Reproduce the listing word for word, leaving every picture behind.
####################
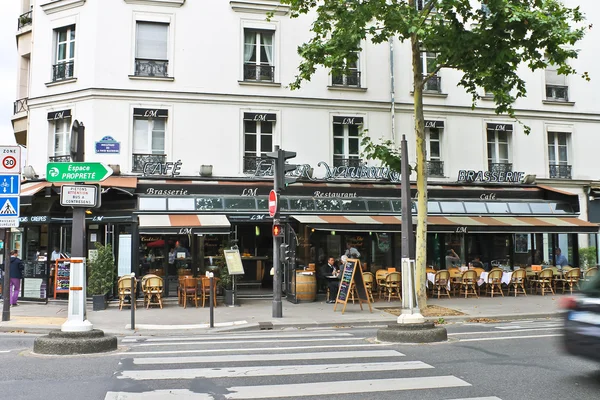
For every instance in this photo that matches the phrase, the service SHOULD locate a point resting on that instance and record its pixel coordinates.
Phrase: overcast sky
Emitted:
(8, 68)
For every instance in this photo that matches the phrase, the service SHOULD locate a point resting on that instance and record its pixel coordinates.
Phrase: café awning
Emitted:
(180, 224)
(451, 224)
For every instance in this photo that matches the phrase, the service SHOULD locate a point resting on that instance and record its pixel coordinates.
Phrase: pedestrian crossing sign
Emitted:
(9, 206)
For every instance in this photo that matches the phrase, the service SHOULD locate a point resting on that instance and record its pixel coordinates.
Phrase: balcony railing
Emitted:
(20, 106)
(140, 160)
(560, 171)
(62, 71)
(24, 19)
(556, 92)
(259, 72)
(352, 79)
(145, 67)
(499, 167)
(433, 84)
(347, 162)
(59, 159)
(252, 163)
(435, 168)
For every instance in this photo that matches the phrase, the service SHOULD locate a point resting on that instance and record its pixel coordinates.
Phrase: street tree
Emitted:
(487, 41)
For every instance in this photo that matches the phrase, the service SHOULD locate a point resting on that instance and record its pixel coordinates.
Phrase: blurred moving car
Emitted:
(582, 321)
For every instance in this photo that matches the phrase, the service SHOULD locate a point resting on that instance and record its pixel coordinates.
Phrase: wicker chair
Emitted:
(544, 281)
(124, 290)
(494, 282)
(517, 280)
(468, 284)
(441, 282)
(369, 279)
(392, 285)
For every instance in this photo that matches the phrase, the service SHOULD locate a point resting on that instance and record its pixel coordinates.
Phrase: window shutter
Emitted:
(151, 40)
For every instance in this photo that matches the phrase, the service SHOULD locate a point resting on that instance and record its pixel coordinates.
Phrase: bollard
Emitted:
(133, 300)
(212, 296)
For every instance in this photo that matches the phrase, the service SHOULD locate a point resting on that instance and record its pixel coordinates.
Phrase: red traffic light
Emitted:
(277, 230)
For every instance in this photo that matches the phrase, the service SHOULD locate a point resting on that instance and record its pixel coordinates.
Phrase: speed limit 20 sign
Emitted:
(10, 159)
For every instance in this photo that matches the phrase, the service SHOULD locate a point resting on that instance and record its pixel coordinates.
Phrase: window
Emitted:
(558, 155)
(151, 57)
(149, 127)
(556, 85)
(64, 63)
(259, 55)
(346, 151)
(352, 77)
(258, 139)
(498, 147)
(428, 63)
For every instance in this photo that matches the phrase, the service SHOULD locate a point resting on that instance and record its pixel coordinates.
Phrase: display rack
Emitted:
(62, 276)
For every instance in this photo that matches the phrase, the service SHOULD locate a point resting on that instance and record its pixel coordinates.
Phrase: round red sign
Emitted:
(272, 203)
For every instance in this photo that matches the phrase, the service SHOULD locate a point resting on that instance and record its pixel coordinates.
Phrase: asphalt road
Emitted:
(520, 360)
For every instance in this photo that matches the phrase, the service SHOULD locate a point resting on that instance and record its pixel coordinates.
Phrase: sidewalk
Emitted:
(257, 314)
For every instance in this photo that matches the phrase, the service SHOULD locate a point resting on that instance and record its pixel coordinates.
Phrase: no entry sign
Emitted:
(272, 203)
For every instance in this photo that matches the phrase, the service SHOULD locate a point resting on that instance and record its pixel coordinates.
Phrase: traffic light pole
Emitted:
(277, 306)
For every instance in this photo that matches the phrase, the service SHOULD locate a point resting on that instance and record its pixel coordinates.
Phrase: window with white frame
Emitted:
(346, 141)
(498, 147)
(428, 63)
(558, 155)
(60, 130)
(556, 85)
(351, 77)
(258, 139)
(149, 128)
(151, 49)
(433, 134)
(64, 58)
(259, 61)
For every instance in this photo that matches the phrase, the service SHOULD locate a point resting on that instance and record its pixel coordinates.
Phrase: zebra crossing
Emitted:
(277, 365)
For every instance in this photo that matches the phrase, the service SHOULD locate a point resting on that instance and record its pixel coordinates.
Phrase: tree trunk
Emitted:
(421, 169)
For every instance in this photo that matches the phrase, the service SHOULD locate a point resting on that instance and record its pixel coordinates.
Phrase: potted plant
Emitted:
(101, 276)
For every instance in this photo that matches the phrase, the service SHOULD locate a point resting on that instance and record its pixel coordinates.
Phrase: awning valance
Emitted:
(183, 224)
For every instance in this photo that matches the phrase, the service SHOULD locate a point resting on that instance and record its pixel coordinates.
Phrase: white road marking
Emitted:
(327, 339)
(509, 337)
(268, 357)
(296, 390)
(270, 370)
(503, 332)
(255, 349)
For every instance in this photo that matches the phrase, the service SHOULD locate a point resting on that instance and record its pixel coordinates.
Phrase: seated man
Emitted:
(329, 270)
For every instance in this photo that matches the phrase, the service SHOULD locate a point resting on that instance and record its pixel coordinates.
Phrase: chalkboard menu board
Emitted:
(352, 274)
(34, 269)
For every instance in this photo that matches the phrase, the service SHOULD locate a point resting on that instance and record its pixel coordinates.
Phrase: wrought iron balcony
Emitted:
(499, 167)
(351, 79)
(24, 19)
(140, 160)
(254, 164)
(259, 72)
(435, 168)
(20, 106)
(59, 159)
(145, 67)
(62, 71)
(557, 92)
(347, 162)
(560, 171)
(433, 84)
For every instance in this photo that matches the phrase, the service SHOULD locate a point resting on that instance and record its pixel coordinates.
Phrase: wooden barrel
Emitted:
(306, 287)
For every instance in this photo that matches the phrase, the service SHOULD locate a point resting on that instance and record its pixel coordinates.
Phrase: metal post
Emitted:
(277, 306)
(133, 300)
(6, 289)
(212, 297)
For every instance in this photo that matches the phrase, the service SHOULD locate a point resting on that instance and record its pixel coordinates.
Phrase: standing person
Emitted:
(16, 274)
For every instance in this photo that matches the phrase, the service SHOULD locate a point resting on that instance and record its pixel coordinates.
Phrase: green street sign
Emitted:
(77, 172)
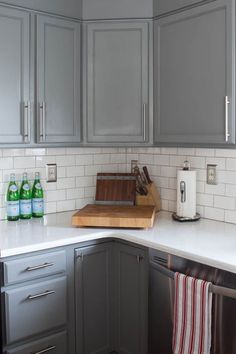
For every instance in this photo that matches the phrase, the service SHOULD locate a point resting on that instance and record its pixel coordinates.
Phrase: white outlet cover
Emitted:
(51, 172)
####################
Full answer>
For every instance in this photo that matches the phrase, the service SHOULD locate a point resting on that instance and record its pixel coordinates.
Phrase: overcast sky
Emitted:
(8, 68)
For every instance in this photo that matches the phrase, the service SHOULD locate a point resting on that instance and record its pixel coordinates.
Phrase: café awning
Emitted:
(180, 224)
(451, 224)
For every instance in this photo that matches the phrase, the service SHOULD locate a point resting on that instance and record its pixel coordinates.
Phrase: pedestrian crossing sign
Emitted:
(9, 206)
For every instance in this photo that matches the phrase, the service SHOULD locate a point resting on that instance and record its pixel coordinates.
Phrase: balcony railing
Emitted:
(20, 106)
(140, 160)
(560, 171)
(62, 71)
(24, 19)
(556, 92)
(259, 72)
(352, 79)
(145, 67)
(499, 167)
(433, 84)
(347, 162)
(59, 159)
(252, 163)
(435, 168)
For every instance in this photo that matches the phrase, the service SHOULD locate a point resting on that instance and record its pixel coordinates.
Phrase: street tree
Emitted:
(487, 41)
For every instance in this photo that matches the phrase, the service SHOULD locate a point resting on that instance and record its pixel coordinates.
Phrase: blurred moving car
Emitted:
(582, 321)
For every instance in this photo that matches the phrase, the service SHOULD locate a point resting on that instance and record its pixel coordinates.
Phrase: wicker chair
Emitted:
(544, 281)
(124, 290)
(494, 282)
(517, 280)
(468, 284)
(441, 282)
(369, 279)
(392, 285)
For every instance in this photo that matches the phrase, the service SHOULD locate a point resting on that instance and record its pixel coordinates.
Phrase: window shutter
Emitted:
(151, 40)
For every instance in this photo that matches the phrase, the service SHOULD locate a point resting on that instance and record its pixel coordinates.
Phrase: bollard
Emitted:
(133, 300)
(212, 296)
For every instance in this photo that matches the phrase, the service SHOULD locate a point resting on that instance and record its pixel coordinates.
Phrase: red traffic light
Emitted:
(277, 230)
For every instance in this photo that matches the phrase, the service SHOULD locate a point resting on that instance and record its pixel coordinates.
Phrase: speed limit 20 sign
Emitted:
(10, 159)
For every instance in this photo that matches the phrase, the service SHOULD locate a point resting on that instance and record its pixel coordinates.
Phrase: window
Emitted:
(558, 155)
(151, 57)
(149, 127)
(556, 85)
(64, 63)
(259, 55)
(346, 151)
(352, 77)
(258, 139)
(498, 147)
(428, 63)
For every instance in this photo that matches the phrase, the service SHOULD locate a point resting on that instance and record its pixel coordinates.
Phrase: display rack
Emitted:
(62, 276)
For every instance in this photo that matches the phrase, the service SHOULD locate a point resting on that instance and record its pixel coordinates.
Phrase: round red sign
Emitted:
(272, 203)
For every instance in this photo that matches the phrase, the service SHOULD locate a point resting on that instance and record its pixel coordinates.
Phrase: asphalt road
Emitted:
(520, 360)
For every instance in this photo that matches the phrase, the service SHOULD locate a point resting on that instance and record its pixel coordinates.
Phrase: sidewalk
Emitted:
(257, 314)
For every instance in this photo that matches the phrase, the service SHOULD locate a point resting on that instance and record its pixel coordinates.
Phrase: no entry sign
Emitted:
(272, 203)
For every instance in this photo that matches the phrase, the service SHOULD locate a point resting on that instance and record its pixel coordinates.
Phrase: traffic light pole
Emitted:
(277, 306)
For every instance in this photo that matches the phrase, the service SHOULD locate a point resting on that instance and record its pixel coordinates.
Phrase: window with white frame
Emitted:
(346, 141)
(498, 147)
(428, 63)
(558, 155)
(60, 130)
(556, 85)
(351, 77)
(258, 139)
(149, 128)
(151, 49)
(433, 134)
(64, 58)
(259, 61)
For every instance in this photo that matches the phrase, the service SHOULD locate a point resting on that instance and record its pixel coordinates.
Phrase: zebra crossing
Emitted:
(277, 365)
For every instance in this photo that matches the phrase, the service SHOULD locate a point resting on that instance and record its pixel coordinates.
Phrase: tree trunk
Emitted:
(421, 169)
For every instance in this photo that matches the phrase, the service SHOULD locate a point resting on that instance and record its pixel coordinates.
Phrase: potted plant
Emitted:
(101, 276)
For every instance in this photo that matches the phrase, the service SHOULD locate a point resting on that instance and record its pixel coordinates.
Phrase: awning valance
Emitted:
(183, 224)
For every instance in this photo that matches the phrase, the service SHOULD locate a point resting on that instance and record its pixel coordinates.
Phrase: white road marking
Emitted:
(327, 339)
(509, 337)
(268, 357)
(296, 390)
(270, 370)
(503, 332)
(255, 349)
For every instance in this photo that matches the phrase, the service SHOULD locate a point resting on that instance and record its pixel coordinates.
Phrase: seated man
Emitted:
(329, 270)
For every instance in this photo that matches the phrase, the service SHOULD locate a point resting on that instance and record its pixel coordinates.
Phrase: chalkboard menu board
Emitted:
(352, 274)
(34, 269)
For every instance in this photo that matches the phrase, the service SHOULD locate a point resting on that instance and record its pixel coordinates.
Phrase: wrought iron balcony
Emitted:
(499, 167)
(351, 79)
(24, 19)
(140, 160)
(254, 164)
(259, 72)
(435, 168)
(20, 106)
(59, 159)
(145, 67)
(62, 71)
(557, 92)
(347, 162)
(560, 171)
(433, 84)
For every instance in this photo that matches the phrase, the service SHOULD locate a point resting on that instance and record its pixel coordinates.
Phrase: wooden barrel
Emitted:
(306, 287)
For every instance in this photo that matches the phrase, the service SHOULD locate a point resting on that instance and record its pixel coordinates.
Phrase: metal post
Emitted:
(277, 306)
(133, 300)
(6, 289)
(212, 297)
For every instance in this photo that matches the phrase, the service SHOULD locate a point resting on that instance and record its pixel coordinates.
Phrase: standing person
Emitted:
(16, 274)
For every instance in this photo that matches the phrase, the service SHOULD locate a point resting on that instance and record its pixel coordinates.
Phrase: green street sign
Emitted:
(77, 172)
For every instance in this photo that matches the phrase, the service SHOULD locate a point resting on that instance and record its pixel coordinates.
Phrase: white outlet cover
Emitted:
(51, 172)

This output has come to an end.